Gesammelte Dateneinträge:
----------

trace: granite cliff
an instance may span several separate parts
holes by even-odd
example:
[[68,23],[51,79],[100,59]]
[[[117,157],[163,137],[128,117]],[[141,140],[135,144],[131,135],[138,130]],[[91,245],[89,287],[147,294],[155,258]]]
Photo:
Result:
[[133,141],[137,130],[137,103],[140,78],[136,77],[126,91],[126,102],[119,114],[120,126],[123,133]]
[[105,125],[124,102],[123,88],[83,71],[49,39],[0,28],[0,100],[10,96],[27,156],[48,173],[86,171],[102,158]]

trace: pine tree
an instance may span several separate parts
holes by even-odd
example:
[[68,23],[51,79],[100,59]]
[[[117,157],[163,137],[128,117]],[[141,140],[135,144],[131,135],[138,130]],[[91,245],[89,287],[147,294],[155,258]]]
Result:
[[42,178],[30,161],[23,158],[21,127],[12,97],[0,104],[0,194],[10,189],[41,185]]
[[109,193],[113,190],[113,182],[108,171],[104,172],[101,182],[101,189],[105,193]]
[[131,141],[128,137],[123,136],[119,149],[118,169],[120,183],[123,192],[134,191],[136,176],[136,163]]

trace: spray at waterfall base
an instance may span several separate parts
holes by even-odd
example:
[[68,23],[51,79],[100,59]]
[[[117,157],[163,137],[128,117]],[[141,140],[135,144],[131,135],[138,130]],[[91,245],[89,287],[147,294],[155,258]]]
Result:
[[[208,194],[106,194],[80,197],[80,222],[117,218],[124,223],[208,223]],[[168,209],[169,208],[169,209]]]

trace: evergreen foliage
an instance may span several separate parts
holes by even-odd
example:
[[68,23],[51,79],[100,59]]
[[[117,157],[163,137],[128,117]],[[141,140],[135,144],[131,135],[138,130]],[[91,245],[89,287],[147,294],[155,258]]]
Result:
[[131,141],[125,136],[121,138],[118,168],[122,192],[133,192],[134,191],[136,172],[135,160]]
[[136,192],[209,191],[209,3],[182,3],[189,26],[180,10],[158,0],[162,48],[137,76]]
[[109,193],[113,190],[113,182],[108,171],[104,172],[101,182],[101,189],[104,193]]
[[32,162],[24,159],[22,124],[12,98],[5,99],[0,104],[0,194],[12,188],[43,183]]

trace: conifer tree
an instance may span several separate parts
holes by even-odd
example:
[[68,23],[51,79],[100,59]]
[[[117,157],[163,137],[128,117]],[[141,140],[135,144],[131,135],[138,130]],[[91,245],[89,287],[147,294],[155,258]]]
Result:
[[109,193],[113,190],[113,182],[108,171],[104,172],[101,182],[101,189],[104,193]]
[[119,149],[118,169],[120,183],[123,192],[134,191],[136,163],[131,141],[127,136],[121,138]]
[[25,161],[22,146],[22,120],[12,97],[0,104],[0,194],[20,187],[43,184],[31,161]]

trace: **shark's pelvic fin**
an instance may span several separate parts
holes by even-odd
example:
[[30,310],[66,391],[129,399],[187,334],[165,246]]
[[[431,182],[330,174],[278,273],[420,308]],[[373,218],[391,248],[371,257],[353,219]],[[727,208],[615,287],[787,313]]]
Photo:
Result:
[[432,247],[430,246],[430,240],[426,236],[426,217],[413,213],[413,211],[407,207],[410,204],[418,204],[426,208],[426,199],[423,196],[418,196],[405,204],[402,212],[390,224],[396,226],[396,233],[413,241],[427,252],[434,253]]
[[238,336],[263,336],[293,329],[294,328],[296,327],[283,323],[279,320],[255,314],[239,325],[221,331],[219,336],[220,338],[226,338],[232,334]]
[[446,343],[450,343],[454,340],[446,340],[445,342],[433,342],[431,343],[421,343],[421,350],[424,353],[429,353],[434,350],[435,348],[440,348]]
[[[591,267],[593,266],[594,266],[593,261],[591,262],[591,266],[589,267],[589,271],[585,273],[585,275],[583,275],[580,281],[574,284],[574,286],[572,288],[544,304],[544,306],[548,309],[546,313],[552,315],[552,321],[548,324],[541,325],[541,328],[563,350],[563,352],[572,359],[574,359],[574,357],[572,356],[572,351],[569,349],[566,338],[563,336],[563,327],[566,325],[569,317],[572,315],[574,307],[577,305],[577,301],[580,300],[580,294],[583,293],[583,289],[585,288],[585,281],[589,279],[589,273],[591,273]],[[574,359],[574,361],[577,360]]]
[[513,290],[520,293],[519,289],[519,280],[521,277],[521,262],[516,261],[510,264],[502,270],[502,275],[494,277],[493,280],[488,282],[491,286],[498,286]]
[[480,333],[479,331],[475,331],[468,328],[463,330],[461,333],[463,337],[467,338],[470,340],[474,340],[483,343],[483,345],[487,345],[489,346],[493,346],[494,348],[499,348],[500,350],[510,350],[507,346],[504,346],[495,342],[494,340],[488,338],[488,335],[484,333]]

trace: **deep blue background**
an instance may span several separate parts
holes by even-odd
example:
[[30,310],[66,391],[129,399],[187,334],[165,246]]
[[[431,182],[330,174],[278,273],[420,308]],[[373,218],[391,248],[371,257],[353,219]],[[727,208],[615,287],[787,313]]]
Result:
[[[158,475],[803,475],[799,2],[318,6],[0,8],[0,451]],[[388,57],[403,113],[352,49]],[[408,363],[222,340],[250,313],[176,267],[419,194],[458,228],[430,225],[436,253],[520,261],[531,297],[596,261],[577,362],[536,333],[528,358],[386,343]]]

----------

§ **Aufgabe**: Ordne das gesamte Material Zeile für Zeile in einer Markdown-Tabelle mit den Spalten „Nr“ und „Zeile“ an und nummeriere die Zeilen fortlaufend. Leerzeilen fallen dabei weg.

§ **Vollständige Antwort**:
| Nr | Zeile |
|---|---|
| 1 | trace: granite cliff |
| 2 | an instance may span several separate parts |
| 3 | holes by even-odd |
| 4 | example: |
| 5 | [[68,23],[51,79],[100,59]] |
| 6 | [[[117,157],[163,137],[128,117]],[[141,140],[135,144],[131,135],[138,130]],[[91,245],[89,287],[147,294],[155,258]]] |
| 7 | Photo: |
| 8 | Result: |
| 9 | [[133,141],[137,130],[137,103],[140,78],[136,77],[126,91],[126,102],[119,114],[120,126],[123,133]] |
| 10 | [[105,125],[124,102],[123,88],[83,71],[49,39],[0,28],[0,100],[10,96],[27,156],[48,173],[86,171],[102,158]] |
| 11 | trace: pine tree |
| 12 | an instance may span several separate parts |
| 13 | holes by even-odd |
| 14 | example: |
| 15 | [[68,23],[51,79],[100,59]] |
| 16 | [[[117,157],[163,137],[128,117]],[[141,140],[135,144],[131,135],[138,130]],[[91,245],[89,287],[147,294],[155,258]]] |
| 17 | Result: |
| 18 | [[42,178],[30,161],[23,158],[21,127],[12,97],[0,104],[0,194],[10,189],[41,185]] |
| 19 | [[109,193],[113,190],[113,182],[108,171],[104,172],[101,182],[101,189],[105,193]] |
| 20 | [[131,141],[128,137],[123,136],[119,149],[118,169],[120,183],[123,192],[134,191],[136,176],[136,163]] |
| 21 | trace: spray at waterfall base |
| 22 | an instance may span several separate parts |
| 23 | holes by even-odd |
| 24 | example: |
| 25 | [[68,23],[51,79],[100,59]] |
| 26 | [[[117,157],[163,137],[128,117]],[[141,140],[135,144],[131,135],[138,130]],[[91,245],[89,287],[147,294],[155,258]]] |
| 27 | Result: |
| 28 | [[[208,194],[106,194],[80,197],[80,222],[117,218],[124,223],[208,223]],[[168,209],[169,208],[169,209]]] |
| 29 | trace: evergreen foliage |
| 30 | an instance may span several separate parts |
| 31 | holes by even-odd |
| 32 | example: |
| 33 | [[68,23],[51,79],[100,59]] |
| 34 | [[[117,157],[163,137],[128,117]],[[141,140],[135,144],[131,135],[138,130]],[[91,245],[89,287],[147,294],[155,258]]] |
| 35 | Result: |
| 36 | [[131,141],[125,136],[121,138],[118,168],[122,192],[133,192],[134,191],[136,172],[135,160]] |
| 37 | [[136,192],[209,191],[209,3],[182,3],[189,26],[180,10],[158,0],[162,48],[137,76]] |
| 38 | [[109,193],[113,190],[113,182],[108,171],[104,172],[101,182],[101,189],[104,193]] |
| 39 | [[32,162],[24,159],[22,124],[12,98],[5,99],[0,104],[0,194],[12,188],[43,183]] |
| 40 | trace: conifer tree |
| 41 | an instance may span several separate parts |
| 42 | holes by even-odd |
| 43 | example: |
| 44 | [[68,23],[51,79],[100,59]] |
| 45 | [[[117,157],[163,137],[128,117]],[[141,140],[135,144],[131,135],[138,130]],[[91,245],[89,287],[147,294],[155,258]]] |
| 46 | Result: |
| 47 | [[109,193],[113,190],[113,182],[108,171],[104,172],[101,182],[101,189],[104,193]] |
| 48 | [[119,149],[118,169],[120,183],[123,192],[134,191],[136,163],[131,141],[127,136],[121,138]] |
| 49 | [[25,161],[22,146],[22,120],[12,97],[0,104],[0,194],[20,187],[43,184],[31,161]] |
| 50 | trace: **shark's pelvic fin** |
| 51 | an instance may span several separate parts |
| 52 | holes by even-odd |
| 53 | example: |
| 54 | [[30,310],[66,391],[129,399],[187,334],[165,246]] |
| 55 | [[[431,182],[330,174],[278,273],[420,308]],[[373,218],[391,248],[371,257],[353,219]],[[727,208],[615,287],[787,313]]] |
| 56 | Photo: |
| 57 | Result: |
| 58 | [[432,247],[430,246],[430,240],[426,236],[426,217],[413,213],[413,211],[407,207],[410,204],[418,204],[426,208],[426,199],[423,196],[418,196],[405,204],[402,212],[390,224],[396,226],[396,233],[413,241],[427,252],[434,253]] |
| 59 | [[238,336],[263,336],[293,329],[294,328],[296,327],[283,323],[279,320],[255,314],[239,325],[221,331],[219,336],[220,338],[226,338],[232,334]] |
| 60 | [[446,343],[450,343],[454,340],[446,340],[445,342],[433,342],[431,343],[421,343],[421,350],[424,353],[429,353],[434,350],[435,348],[440,348]] |
| 61 | [[[591,267],[593,266],[594,266],[593,261],[591,262],[591,266],[589,267],[589,271],[585,273],[585,275],[583,275],[580,281],[574,284],[574,286],[572,288],[544,304],[544,306],[548,309],[546,313],[552,315],[552,321],[548,324],[541,325],[541,328],[563,350],[563,352],[572,359],[574,359],[574,357],[572,356],[572,351],[569,349],[566,338],[563,336],[563,327],[566,325],[569,317],[572,315],[574,307],[577,305],[577,301],[580,300],[580,294],[583,293],[583,289],[585,288],[585,281],[589,279],[589,273],[591,273]],[[574,359],[574,361],[577,360]]] |
| 62 | [[513,290],[520,293],[519,289],[519,280],[521,277],[521,262],[516,261],[510,264],[502,270],[502,275],[494,277],[493,280],[488,282],[491,286],[498,286]] |
| 63 | [[480,333],[479,331],[475,331],[468,328],[463,330],[461,333],[463,337],[467,338],[470,340],[474,340],[483,343],[483,345],[487,345],[489,346],[493,346],[494,348],[499,348],[500,350],[510,350],[507,346],[504,346],[495,342],[494,340],[488,338],[488,335],[484,333]] |
| 64 | trace: **deep blue background** |
| 65 | an instance may span several separate parts |
| 66 | holes by even-odd |
| 67 | example: |
| 68 | [[30,310],[66,391],[129,399],[187,334],[165,246]] |
| 69 | [[[431,182],[330,174],[278,273],[420,308]],[[373,218],[391,248],[371,257],[353,219]],[[727,208],[615,287],[787,313]]] |
| 70 | Result: |
| 71 | [[[158,475],[803,475],[799,2],[318,6],[0,8],[0,451]],[[388,57],[403,113],[352,49]],[[408,363],[222,340],[250,313],[176,267],[419,194],[458,228],[430,225],[436,253],[520,261],[531,297],[596,261],[577,362],[536,333],[528,358],[386,343]]] |